[Excerpt from a dataset]
....................
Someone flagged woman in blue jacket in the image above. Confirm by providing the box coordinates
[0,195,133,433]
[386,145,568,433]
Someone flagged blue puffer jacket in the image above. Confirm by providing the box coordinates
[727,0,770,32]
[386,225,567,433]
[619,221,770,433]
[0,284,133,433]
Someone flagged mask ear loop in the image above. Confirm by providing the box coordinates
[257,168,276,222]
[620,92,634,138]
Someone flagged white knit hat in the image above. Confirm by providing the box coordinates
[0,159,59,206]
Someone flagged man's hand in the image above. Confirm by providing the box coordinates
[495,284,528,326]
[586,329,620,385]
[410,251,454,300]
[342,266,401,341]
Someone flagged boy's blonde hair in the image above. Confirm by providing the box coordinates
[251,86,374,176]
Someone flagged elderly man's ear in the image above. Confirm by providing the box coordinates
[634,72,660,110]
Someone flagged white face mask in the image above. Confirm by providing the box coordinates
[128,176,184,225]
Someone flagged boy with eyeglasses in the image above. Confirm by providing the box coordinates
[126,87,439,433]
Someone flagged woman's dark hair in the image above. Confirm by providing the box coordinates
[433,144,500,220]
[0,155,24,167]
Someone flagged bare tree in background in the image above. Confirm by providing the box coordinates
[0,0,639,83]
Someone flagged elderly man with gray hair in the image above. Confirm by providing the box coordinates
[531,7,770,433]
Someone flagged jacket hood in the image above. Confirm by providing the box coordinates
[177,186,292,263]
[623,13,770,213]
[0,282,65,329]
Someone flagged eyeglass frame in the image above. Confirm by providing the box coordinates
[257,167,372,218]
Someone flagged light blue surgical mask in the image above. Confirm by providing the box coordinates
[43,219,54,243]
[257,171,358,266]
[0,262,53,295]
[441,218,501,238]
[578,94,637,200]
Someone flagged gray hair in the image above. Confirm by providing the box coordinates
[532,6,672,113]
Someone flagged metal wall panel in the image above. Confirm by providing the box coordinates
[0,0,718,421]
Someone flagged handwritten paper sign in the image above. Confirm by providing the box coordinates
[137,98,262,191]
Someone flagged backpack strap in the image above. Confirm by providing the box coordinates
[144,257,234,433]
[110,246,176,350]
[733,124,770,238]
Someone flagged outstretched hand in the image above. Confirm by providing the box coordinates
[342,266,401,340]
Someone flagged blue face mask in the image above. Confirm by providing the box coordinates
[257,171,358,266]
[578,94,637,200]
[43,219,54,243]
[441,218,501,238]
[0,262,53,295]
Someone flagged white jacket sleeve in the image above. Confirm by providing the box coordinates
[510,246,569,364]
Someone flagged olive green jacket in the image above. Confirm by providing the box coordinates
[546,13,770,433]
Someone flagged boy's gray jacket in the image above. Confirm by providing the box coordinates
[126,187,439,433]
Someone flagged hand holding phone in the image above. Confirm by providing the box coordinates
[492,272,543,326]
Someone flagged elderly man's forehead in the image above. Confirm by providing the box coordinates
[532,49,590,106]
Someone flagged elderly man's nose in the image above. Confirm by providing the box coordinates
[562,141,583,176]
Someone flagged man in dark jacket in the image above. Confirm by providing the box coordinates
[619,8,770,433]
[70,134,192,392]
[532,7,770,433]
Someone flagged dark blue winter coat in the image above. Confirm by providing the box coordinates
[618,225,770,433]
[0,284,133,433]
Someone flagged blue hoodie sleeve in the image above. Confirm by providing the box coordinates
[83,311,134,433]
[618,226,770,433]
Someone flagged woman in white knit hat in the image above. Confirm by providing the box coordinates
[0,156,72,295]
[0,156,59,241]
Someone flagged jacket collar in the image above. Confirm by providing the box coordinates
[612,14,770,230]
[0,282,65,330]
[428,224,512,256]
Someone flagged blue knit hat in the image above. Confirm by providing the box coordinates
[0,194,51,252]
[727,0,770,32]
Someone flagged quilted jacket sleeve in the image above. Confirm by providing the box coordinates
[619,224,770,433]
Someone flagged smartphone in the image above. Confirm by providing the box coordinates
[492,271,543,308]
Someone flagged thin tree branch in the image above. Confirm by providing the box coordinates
....................
What you need to do:
Swap "Confirm" for "Verify" throughout these lines, leaving everything else unchanged.

Answer for this exercise:
Someone flagged woman in blue jacket in the image above. Verify by providing the box coordinates
[0,195,133,433]
[386,145,568,433]
Someone flagged blue puffer jacket in the image above. Verify by providing the box coordinates
[727,0,770,32]
[386,225,567,433]
[619,221,770,433]
[0,284,133,433]
Someone flagged mask ear loop in the image above. Verify by providing the box coordinates
[257,168,276,222]
[620,92,634,138]
Someone flagged white knit hat in the image above. Verify by providing the box coordinates
[0,159,59,206]
Someone flagged man's hand in the image above. Verify by providing the box coordinates
[495,284,528,326]
[586,329,620,385]
[410,251,454,300]
[342,266,401,341]
Someone flagged boy's blonde hair in the image above. Verify by providing the box coordinates
[251,86,374,176]
Someone flagged elderly man's ear in the image above. Verify by providing the box coordinates
[634,72,660,110]
Someone flagged white face mask in the image above. Verify by providing the box coordinates
[128,176,184,225]
Someone flagged boy with eyeglasses in the image above. Verify by providing the box coordinates
[126,87,439,433]
Someone flagged woman's dark hair in the image above. Verify by providing the box coordinates
[433,144,500,220]
[0,155,24,167]
Someone flagged bare tree in background in the image above. Verify by providing the box coordinates
[0,0,639,83]
Someone flagged elderly man with gray hair in the image above. Verify by providing the box coordinates
[531,7,770,433]
Someone flagged jacket hood in the image above. Verify by providing the box coordinates
[177,186,292,263]
[623,13,770,213]
[0,282,65,329]
Someone flagged eyeglass frame in the image above. Verify by providing the box coordinates
[257,167,372,218]
Someone flagged light blue surgical mask in the image above. Verify by providing the box coordinates
[43,219,54,243]
[257,171,358,266]
[0,262,53,295]
[441,218,501,238]
[578,94,637,200]
Someone flagged gray hair in the image above. Verify by providing the box coordinates
[532,6,672,113]
Someone flagged metal wall panel in the image above. Verify by providing the box coordinates
[0,0,718,421]
Someone flagged handwritten paper sign in the image above. Verify by providing the box coordinates
[137,98,262,191]
Someone flagged backpack strap in the image above. Verify by providing the box coordinates
[144,257,234,433]
[110,246,176,350]
[733,124,770,238]
Someone flagged outstretched hand in the image above. Verify by providing the box coordinates
[342,266,401,340]
Someone flagged blue face mask in the image above. Verify by providing the box coordinates
[257,171,358,266]
[578,94,637,200]
[43,219,54,243]
[441,218,501,238]
[0,262,53,295]
Someone flagged white jacket sleeve in the image above. Verify by providing the box coordinates
[510,246,569,364]
Someone flagged olive green jacket in the image above. Verify by providing the box coordinates
[546,13,770,433]
Someone flagged boy's gray jacket in the image above. Verify by providing the box coordinates
[126,187,439,433]
Someone flagged hand holding phone in the image above. Verify by providing the box coordinates
[492,272,543,326]
Someone flagged elderly man's forehead in the image above. Verify by providing the box coordinates
[532,49,590,106]
Someone flagged elderly man's nose in the image above. Verify by providing the box coordinates
[562,141,583,176]
Someone flagged man in dark jacket in the image above. Verify by providing the box coordinates
[619,8,770,433]
[70,134,192,392]
[532,7,770,433]
Someone flagged dark blue winter coat in the image above. Verify by providing the box coordinates
[618,225,770,433]
[0,284,133,433]
Someone flagged blue hoodie sleeve in the image above. Verify by providing the box coordinates
[83,311,134,433]
[618,226,770,433]
Someone flagged woman in white knit hat in the image above. Verify by providing the box coordinates
[0,156,72,295]
[0,156,59,241]
Someone flagged jacket collar in the image above. Verify by providing the box coordinates
[612,14,770,230]
[0,282,65,330]
[428,224,512,256]
Someone flagged blue knit hat in the image above. Verify by providing the box coordinates
[0,194,51,252]
[727,0,770,32]
Someone flagged quilted jacket sleeve in the image above. Verify by providing the box coordinates
[619,224,770,433]
Someone flagged smartphone in the image above. Verify by providing the box coordinates
[492,271,543,308]
Someone flagged thin tree branch in the image above. Verify by providing the box coordinates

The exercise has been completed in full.